======== Listed entries ========
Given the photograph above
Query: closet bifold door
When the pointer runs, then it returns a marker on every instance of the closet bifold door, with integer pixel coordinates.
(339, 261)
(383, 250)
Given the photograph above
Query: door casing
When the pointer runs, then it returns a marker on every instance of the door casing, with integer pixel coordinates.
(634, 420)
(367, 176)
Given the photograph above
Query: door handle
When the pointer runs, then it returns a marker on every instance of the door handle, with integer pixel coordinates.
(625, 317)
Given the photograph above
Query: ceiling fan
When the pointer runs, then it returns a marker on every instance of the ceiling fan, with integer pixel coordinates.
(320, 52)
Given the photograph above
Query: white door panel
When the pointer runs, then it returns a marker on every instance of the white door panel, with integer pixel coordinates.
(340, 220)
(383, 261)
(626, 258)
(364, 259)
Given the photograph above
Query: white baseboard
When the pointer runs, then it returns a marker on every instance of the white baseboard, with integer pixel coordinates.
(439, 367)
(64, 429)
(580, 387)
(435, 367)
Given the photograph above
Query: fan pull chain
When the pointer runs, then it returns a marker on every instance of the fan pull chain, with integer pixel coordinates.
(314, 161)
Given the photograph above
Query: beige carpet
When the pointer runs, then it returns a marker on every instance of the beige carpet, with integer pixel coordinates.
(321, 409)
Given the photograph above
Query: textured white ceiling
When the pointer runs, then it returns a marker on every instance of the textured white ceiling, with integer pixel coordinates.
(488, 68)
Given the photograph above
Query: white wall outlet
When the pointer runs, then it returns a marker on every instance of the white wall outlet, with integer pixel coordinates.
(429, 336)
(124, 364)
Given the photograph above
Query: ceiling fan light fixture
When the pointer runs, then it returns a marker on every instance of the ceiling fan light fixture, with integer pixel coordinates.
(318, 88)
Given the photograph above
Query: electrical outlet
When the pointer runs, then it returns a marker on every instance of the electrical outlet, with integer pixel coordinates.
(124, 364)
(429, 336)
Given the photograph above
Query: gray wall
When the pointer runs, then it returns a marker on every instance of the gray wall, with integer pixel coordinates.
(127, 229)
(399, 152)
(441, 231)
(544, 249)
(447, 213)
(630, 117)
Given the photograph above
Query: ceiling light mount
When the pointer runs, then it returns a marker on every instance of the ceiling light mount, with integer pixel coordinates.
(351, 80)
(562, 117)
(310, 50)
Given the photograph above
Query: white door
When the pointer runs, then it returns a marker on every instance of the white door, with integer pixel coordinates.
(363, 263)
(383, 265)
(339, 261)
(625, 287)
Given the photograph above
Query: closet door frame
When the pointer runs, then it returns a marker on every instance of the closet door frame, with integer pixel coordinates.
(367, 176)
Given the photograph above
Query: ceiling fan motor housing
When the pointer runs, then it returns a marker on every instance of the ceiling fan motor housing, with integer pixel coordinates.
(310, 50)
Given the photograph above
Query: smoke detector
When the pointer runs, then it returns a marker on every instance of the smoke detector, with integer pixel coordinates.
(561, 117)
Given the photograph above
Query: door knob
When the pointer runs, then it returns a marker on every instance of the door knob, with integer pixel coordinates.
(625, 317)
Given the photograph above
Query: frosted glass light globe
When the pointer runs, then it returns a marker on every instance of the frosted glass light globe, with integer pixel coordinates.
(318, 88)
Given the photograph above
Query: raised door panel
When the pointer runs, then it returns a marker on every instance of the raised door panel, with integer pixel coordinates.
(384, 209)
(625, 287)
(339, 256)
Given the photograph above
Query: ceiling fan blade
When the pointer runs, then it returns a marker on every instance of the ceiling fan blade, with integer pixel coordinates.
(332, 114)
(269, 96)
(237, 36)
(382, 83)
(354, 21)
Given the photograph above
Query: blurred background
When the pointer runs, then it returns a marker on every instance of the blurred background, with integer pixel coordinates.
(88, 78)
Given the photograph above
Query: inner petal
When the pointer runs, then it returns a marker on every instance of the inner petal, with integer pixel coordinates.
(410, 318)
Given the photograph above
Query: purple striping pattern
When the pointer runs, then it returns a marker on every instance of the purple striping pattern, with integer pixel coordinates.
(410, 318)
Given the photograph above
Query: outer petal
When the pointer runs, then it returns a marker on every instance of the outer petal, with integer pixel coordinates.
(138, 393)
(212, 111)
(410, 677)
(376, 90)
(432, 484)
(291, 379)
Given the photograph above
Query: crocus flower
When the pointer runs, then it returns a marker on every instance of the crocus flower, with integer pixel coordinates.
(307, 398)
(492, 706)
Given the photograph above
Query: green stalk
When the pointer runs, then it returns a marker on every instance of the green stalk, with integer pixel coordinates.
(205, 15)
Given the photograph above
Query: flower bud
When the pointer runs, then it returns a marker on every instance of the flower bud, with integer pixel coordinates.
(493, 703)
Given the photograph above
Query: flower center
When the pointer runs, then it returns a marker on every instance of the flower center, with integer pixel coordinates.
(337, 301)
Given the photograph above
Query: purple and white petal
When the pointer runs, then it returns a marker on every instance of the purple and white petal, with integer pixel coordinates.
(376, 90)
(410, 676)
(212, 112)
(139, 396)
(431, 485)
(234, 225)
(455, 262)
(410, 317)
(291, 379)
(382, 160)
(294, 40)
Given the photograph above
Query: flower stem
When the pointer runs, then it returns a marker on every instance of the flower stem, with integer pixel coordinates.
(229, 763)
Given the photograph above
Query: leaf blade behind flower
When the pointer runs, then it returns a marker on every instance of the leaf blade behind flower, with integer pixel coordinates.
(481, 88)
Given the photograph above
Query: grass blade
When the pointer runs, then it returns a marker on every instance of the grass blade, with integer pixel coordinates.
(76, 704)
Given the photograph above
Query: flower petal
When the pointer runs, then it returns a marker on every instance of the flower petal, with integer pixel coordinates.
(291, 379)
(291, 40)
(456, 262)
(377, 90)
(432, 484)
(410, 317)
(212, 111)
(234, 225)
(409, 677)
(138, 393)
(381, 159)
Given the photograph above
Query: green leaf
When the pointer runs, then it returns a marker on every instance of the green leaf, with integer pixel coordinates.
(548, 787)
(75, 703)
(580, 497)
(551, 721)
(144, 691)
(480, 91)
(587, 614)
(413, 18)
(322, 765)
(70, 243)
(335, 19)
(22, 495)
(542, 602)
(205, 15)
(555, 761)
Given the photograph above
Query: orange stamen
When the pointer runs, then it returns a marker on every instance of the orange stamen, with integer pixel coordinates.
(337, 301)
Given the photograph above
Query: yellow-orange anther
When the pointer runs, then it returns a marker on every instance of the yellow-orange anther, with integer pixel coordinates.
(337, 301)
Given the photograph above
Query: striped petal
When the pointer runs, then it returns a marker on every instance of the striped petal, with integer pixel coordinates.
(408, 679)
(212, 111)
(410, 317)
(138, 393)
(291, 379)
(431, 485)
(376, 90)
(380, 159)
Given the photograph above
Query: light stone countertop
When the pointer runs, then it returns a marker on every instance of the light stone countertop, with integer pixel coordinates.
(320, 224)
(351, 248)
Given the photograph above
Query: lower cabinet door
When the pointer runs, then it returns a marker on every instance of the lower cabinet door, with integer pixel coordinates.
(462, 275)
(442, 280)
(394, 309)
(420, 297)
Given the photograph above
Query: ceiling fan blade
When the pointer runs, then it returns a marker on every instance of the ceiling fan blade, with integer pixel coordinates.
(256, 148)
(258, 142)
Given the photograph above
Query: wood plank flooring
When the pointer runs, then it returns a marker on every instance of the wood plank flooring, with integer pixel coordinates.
========
Requirement =>
Go through the listing above and write out exactly the lines starting with the one holding "Query: smoke detector" and running through the one holding "Query: purple striping pattern", ends included, and no others.

Output of the exercise =>
Query: smoke detector
When the pointer runs, then it returns a marker on every instance of the smoke detector, with integer pixel coordinates.
(561, 117)
Given the photograph above
Query: door knob
When the pointer runs, then it returns a marker on every instance of the door knob, with integer pixel coordinates.
(625, 317)
Given the photograph above
Query: frosted glass light globe
When the pointer runs, then it returns a marker on every instance of the frosted glass light globe, with integer pixel coordinates.
(318, 88)
Given the photograph above
Query: raised door panel
When the pointer runs, then it returns a marker on every instance of the raised door panel, with integer pixel coordinates.
(384, 209)
(625, 287)
(339, 256)
Given the photograph above
Query: ceiling fan blade
When the pointer runs, then it returns a marker on every instance of the ceiling fan blade, with integer pixel coordinates.
(332, 114)
(269, 96)
(237, 36)
(382, 83)
(354, 21)
Given the photograph above
Query: blurred background
When the pointer runs, then it returns a marker on every instance of the blurred background, with integer pixel coordinates.
(88, 78)
Given the photograph above
Query: inner petal
When the pointer runs, then it returns a marker on every instance of the inner petal, with integer pixel coordinates.
(410, 318)
Given the photograph above
Query: purple striping pattern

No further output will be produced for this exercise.